**Directive:** Rewrite all the entries below as one numbered list, one line per item, and leave out any blank lines.

==== Material supplied

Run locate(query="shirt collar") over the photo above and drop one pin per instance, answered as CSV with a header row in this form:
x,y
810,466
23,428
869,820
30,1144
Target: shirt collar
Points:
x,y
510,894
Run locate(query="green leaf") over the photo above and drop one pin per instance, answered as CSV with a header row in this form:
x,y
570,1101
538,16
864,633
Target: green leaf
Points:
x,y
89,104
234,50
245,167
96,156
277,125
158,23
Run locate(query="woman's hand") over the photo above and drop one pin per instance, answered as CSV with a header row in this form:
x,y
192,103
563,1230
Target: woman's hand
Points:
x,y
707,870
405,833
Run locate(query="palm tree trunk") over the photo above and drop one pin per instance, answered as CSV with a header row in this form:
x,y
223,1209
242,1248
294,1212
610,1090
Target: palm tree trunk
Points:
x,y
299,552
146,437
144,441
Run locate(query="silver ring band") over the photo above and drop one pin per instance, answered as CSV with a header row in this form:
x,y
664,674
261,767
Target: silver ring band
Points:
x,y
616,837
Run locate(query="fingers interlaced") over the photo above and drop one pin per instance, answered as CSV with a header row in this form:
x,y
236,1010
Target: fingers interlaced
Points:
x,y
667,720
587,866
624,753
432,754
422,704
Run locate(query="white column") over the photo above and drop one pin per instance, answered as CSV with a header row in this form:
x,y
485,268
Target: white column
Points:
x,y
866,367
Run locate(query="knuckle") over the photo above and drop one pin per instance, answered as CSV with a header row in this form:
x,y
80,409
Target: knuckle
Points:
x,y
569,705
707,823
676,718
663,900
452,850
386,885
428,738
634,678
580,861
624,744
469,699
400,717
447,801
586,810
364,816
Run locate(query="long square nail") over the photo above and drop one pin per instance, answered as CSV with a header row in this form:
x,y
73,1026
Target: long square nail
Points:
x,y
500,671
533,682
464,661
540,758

========

**Task answer:**
1. Run locate(query="shirt collar") over the photo above and drop one pin per instance, answered as CSV with a header row in this form:
2. x,y
3. 810,466
4. 23,428
5. 869,820
6. 30,1144
7. Target: shirt collar
8. Points:
9. x,y
10. 510,894
11. Run locate(query="green leaf") over the photo above and drop one pin per instance, answered as CSV with a header row in this form:
12. x,y
13. 570,1101
14. 538,16
15. 864,633
16. Target: green leaf
17. Points:
18. x,y
19. 89,104
20. 234,50
21. 245,167
22. 96,156
23. 277,125
24. 158,23
25. Run locate(query="woman's hand") over the photo above and drop one pin per instance, answered as CSV with a header row in this form:
26. x,y
27. 192,103
28. 563,1230
29. Target: woman's hand
30. Points:
31. x,y
32. 707,870
33. 405,833
34. Run locate(query="palm tree trunk") over the photo above and drop one pin per instance, answered as CSV with a header row in this form:
35. x,y
36. 223,1209
37. 242,1248
38. 294,1212
39. 610,1090
40. Target: palm tree trunk
41. Points:
42. x,y
43. 299,552
44. 146,437
45. 144,441
46. Run locate(query="silver ring band") over the photo above and drop one pin per instance, answered as CSV with a header row in this form:
47. x,y
48. 664,674
49. 261,767
50. Target: silver ring band
51. Points:
52. x,y
53. 616,837
54. Run locate(query="fingers interlaced") over the photo above and drop one pin per instance, answered as CSV with a header row in this form:
55. x,y
56. 236,1010
57. Target: fingers interlaced
58. Points:
59. x,y
60. 667,720
61. 587,866
62. 624,753
63. 432,754
64. 422,704
65. Run locate(query="white column") over the photo above and drop one pin per instance, answered as CSV with a header row in this form:
66. x,y
67. 485,268
68. Target: white column
69. Points:
70. x,y
71. 866,367
72. Run locate(query="knuckle") over the photo above and drop one pin per instance, answered as CSV with a header row in this form:
73. x,y
74. 80,409
75. Target: knuckle
76. Points:
77. x,y
78. 569,705
79. 707,823
80. 676,718
81. 663,900
82. 452,850
83. 386,885
84. 428,738
85. 634,678
86. 580,861
87. 624,744
88. 469,699
89. 400,717
90. 447,801
91. 586,810
92. 364,816
93. Run locate(query="long square nail") over the photo above and drop one pin per instance, answered as CSV with a header row in this form:
94. x,y
95. 73,1026
96. Target: long square nail
97. Points:
98. x,y
99. 500,671
100. 533,682
101. 464,661
102. 540,758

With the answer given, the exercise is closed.